Beautiful writing--effortless to read and worth savoring the word craft while reading 'slowly'--as you would an excellent meal of your favorite foods. Extremely enjoyable. Give it as a gift to a reading companion.

JessicaGma Jan 09, 2020

This was a great read for many reasons - 1920s setting, took place in Mexico, a whole set of deities I was unfamiliar with, and lovely prose. It's a definite fairy tale, but so well measured and written. If you like Naomi Novik's new versions of fairy tales, this is a perfect pick for you.

Dec 28, 2019

This story is so lovely. True to Moreno-Garcia's Mexican roots in tone/prose and drawn-from-the-Popol-Vuh mythical context, this is a great story for anyone who likes fantasy, coming of age stories, and/or Mexico!

Nov 25, 2019

A Mayan fairy tale that weaves romance, magic, history and fascinating geographical details. Highly recommend for book clubs! (Good to read in ebook - since there are so many words to look up!)

takeclare Nov 16, 2019

In Jazz Age Mexico, a young woman named Casiopea Tun is living a life of oppressed servitude in the household of her tyrannical grandfather. Headstrong and brave, after opening a safe in his bedroom she frees an ancient dark lord of the Mayan underworld, and subsequently embarks upon a rollicking quest as the god's assistant. Rife with dualities and self discovery, 'Gods of Jade and Shadow' is fast-paced tale of light and dark, with moments of humour, romance, and the dark horrors of Xibalba. It'll appeal to those who enjoy a ripping yarn, folklore, magic and myth, alongside richly drawn characters.

● Raw records:

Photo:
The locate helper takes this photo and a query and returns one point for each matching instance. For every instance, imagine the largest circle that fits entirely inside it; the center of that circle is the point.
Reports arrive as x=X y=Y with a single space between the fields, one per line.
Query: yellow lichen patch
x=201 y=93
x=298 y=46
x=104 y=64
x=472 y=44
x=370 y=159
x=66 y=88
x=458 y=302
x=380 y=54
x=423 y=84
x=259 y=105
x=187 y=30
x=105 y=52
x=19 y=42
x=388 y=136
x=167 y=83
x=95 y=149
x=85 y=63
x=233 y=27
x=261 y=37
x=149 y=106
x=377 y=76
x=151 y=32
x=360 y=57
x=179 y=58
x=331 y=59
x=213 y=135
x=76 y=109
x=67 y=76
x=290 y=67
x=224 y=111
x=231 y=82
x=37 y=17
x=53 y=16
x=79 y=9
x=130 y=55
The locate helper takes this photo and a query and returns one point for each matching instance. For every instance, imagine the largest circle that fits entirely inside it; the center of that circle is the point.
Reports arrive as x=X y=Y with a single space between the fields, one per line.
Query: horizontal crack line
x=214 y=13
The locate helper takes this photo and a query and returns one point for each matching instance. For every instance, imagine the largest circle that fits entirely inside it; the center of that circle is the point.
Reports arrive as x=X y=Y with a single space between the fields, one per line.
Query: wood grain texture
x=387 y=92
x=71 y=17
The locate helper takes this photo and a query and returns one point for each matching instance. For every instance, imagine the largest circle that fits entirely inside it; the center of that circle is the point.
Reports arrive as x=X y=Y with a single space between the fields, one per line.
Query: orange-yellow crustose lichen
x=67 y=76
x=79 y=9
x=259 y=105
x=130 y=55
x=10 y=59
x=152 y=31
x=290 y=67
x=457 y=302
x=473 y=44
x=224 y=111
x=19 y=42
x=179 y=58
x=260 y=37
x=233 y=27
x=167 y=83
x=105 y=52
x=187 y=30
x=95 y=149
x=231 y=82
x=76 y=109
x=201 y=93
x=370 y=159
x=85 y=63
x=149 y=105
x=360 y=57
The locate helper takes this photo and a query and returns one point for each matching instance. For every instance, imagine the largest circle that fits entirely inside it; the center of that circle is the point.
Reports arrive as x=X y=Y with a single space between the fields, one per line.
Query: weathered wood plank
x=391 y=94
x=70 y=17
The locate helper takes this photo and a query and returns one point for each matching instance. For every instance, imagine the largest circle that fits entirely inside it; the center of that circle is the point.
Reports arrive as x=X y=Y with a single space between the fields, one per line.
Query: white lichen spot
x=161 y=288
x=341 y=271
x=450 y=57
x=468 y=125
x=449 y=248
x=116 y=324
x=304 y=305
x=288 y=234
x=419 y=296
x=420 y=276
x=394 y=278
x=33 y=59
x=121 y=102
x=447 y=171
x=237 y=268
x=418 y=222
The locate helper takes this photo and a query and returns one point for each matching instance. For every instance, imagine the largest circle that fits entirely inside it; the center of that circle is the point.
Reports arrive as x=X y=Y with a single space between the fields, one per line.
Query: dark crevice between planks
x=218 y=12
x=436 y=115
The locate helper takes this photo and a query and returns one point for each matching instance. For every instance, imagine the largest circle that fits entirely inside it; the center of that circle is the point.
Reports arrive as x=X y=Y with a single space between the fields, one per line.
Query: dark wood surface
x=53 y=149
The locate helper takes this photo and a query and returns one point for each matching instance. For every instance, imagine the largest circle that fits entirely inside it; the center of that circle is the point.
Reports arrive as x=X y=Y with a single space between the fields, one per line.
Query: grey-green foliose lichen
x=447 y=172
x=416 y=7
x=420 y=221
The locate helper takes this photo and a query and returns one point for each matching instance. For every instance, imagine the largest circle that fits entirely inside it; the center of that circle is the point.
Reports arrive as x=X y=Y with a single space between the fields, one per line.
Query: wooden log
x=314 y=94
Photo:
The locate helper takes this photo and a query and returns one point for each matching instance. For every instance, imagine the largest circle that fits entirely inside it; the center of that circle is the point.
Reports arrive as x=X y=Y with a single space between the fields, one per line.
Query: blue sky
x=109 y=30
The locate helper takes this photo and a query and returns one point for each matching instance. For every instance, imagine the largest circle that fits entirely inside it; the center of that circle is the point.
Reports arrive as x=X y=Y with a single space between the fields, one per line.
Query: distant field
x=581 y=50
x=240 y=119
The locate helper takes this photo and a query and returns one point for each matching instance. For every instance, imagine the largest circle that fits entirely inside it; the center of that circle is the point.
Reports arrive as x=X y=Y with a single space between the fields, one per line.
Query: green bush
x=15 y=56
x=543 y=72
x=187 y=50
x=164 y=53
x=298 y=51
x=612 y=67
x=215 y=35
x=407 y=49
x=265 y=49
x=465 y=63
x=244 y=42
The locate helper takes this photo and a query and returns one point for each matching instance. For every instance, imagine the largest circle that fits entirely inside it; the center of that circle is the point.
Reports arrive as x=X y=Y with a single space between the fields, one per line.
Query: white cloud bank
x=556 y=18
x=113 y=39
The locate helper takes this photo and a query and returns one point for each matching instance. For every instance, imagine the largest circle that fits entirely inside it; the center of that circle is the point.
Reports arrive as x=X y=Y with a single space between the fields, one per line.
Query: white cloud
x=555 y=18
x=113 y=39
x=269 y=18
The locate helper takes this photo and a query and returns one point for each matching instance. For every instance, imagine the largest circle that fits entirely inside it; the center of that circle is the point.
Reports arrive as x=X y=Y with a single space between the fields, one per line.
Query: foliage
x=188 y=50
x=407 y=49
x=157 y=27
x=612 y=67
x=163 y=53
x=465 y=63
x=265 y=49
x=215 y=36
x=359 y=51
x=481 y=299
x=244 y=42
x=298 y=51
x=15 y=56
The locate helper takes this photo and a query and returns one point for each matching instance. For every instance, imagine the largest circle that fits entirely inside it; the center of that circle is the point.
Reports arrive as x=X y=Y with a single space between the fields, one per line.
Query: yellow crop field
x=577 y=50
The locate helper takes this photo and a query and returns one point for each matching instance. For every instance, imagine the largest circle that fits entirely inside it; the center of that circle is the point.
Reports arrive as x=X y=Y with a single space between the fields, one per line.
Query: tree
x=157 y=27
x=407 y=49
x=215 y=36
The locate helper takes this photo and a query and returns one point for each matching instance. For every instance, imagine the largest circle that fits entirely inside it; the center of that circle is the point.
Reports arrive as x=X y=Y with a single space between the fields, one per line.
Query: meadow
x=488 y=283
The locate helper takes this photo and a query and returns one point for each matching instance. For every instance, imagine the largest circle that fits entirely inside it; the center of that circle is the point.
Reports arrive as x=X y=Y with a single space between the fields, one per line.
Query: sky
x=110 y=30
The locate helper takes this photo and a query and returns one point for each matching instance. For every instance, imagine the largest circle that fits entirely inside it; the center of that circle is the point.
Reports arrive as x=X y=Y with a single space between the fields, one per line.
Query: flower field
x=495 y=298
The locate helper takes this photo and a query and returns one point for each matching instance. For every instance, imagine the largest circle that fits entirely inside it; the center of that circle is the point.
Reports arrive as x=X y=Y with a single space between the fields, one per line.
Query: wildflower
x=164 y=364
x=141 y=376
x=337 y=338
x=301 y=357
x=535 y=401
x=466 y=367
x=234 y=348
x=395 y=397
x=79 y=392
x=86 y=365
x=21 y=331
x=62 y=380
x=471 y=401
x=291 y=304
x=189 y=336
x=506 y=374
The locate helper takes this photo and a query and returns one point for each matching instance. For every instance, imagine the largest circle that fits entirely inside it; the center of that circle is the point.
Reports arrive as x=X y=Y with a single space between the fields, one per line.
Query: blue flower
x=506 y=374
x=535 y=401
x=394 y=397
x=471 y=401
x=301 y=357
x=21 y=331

● Short problem: Write what comes next in the reader reviews of "Gods of Jade and Shadow," picking up after the last one shown. The rows play no part here.

● Task response:
Tigard_LisaE Nov 02, 2019

In 1920s Yucatan, Casiopea Tun is cruelly treated by a grandfather who took her and her mother in after her father died. She dreams of escaping her small town, but when she realizes her promised inheritance is not actually coming, she snoops in her grandfather's chest to collect it herself. She's surprised to find a pile of bones in the chest that fly out and assemble themselves into the figure of Han-Kamé, a Mayan god of death. The two embark on a quest to restore him to power and save her life, while her cowardly, desperate, and clueless cousin is in hot pursuit, with the assistance of Han-Kamé's brother/nemesis. With gorgeous prose, slow-burning romance, and integrated mythology and history, this books travels through Mexico, Arizona, Tijuana and Baja California. It's packed with fascinating, ethically ambiguous, magical characters. And sassy Casiopea is the star of the show. It was an adventure to read!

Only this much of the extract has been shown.